**Exercise directions**
Print the listing below word for word, keeping every line and its order unchanged.

(Recorded data)
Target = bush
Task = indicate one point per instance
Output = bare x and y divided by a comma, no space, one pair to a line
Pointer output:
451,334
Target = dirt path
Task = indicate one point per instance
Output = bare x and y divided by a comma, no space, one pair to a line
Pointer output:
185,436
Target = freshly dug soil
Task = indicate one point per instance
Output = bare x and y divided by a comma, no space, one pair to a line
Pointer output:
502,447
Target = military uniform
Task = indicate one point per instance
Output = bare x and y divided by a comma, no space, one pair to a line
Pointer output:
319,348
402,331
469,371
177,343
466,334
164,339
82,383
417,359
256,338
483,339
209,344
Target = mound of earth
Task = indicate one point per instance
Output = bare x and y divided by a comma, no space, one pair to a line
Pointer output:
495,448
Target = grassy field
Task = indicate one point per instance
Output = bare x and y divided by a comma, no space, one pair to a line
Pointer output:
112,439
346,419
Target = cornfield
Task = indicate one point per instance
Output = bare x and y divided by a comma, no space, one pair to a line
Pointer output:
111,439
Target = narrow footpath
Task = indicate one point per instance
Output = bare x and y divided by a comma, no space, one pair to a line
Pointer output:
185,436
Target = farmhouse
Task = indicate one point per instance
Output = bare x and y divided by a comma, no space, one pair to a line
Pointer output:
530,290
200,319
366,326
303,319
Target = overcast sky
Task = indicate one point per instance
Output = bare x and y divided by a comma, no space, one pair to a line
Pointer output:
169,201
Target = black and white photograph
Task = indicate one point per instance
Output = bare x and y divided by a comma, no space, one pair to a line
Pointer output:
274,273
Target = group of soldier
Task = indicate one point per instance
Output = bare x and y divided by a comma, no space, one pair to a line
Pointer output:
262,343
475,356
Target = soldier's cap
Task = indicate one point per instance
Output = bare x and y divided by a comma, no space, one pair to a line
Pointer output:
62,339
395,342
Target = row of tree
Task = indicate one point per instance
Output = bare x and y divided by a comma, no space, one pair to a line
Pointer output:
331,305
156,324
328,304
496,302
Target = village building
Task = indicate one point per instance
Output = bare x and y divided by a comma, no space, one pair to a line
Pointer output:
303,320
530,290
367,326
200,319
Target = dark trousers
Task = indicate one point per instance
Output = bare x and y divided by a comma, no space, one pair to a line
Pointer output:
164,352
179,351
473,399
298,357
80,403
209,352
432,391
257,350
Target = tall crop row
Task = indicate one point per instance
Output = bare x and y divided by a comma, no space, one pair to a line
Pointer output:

**Answer in full**
Target = bush
Task = indicate one point per instance
Output = bare x and y divided by a comma, no space, one pair to a line
Pointer output:
451,334
Target = dirt path
Task = indicate one point per instance
Output = bare x and y divided by a comma, no space, one pair to a line
Pointer output:
185,436
Target = freshly dug soil
Task = indicate one point per instance
Output = bare x and y divided by a comma, no space, one pair to a line
Pointer output:
502,447
Target = military uniform
Task = indicate one point per instance
Output = bare x and y divided by a comma, no space, one pair to a line
Pointer output:
319,348
402,331
469,371
177,343
466,334
164,339
82,383
417,359
256,338
483,339
209,344
Target = mound of earth
Task = indicate one point per instance
Output = bare x and y divided by a comma, no space, one pair to a line
Pointer output:
495,448
Target = grassy field
Task = indicate one point per instance
Output = bare x and y divided by a comma, no space, one pair to a line
Pointer output:
112,439
346,419
Target = cornfield
Task = indicate one point per instance
Output = bare x and y divided by a comma, no space, one pair to a line
Pointer output:
111,439
Target = narrow footpath
Task = indicate one point per instance
Output = bare x and y divided by a comma, no space, one pair to a line
Pointer output:
185,436
Target = farmhouse
Task = indicate one point per instance
Output = bare x and y divided by a comma, no space, one pair to a line
Pointer output:
530,290
200,319
366,326
303,319
Target = overcast sky
Task = indicate one point per instance
Output = bare x and y divided by a comma, no space, one pair to a line
Pointer output:
169,201
Target = black and white photograph
Task = indicate one point per instance
Output = bare x and y divided by a comma, no space, one pair to a line
Pointer output:
274,273
Target = group of soldier
Task = indicate one point per instance
Output = bare x and y divided by a comma, no space, one pair to a line
Pointer output:
262,343
475,356
Target = soldier's cap
Task = indicate one point per instance
Output = bare x and y divided by a comma, no space, one pair to a line
Pointer output:
62,339
395,342
Target = row of tree
Task = indicate one point per instance
Output = bare x and y divided by a comma, no space, one pair to a line
Pointer output:
331,305
156,324
328,304
496,302
Target = village building
Task = indicate one point per instance
Output = bare x and y divided by a comma, no space, one pair to a line
Pointer output:
303,320
530,290
367,326
200,319
Target = dark trousers
Task = indicate one point per instance
Output = bare x and y divided by a comma, no space, one pair to a line
Pointer output:
164,352
179,351
473,399
298,357
80,403
209,352
432,391
257,350
Target = tall crop row
Task = indicate one point per instance
Output = bare x and y divided by a comma, no space, one pair to a line
Pointer output:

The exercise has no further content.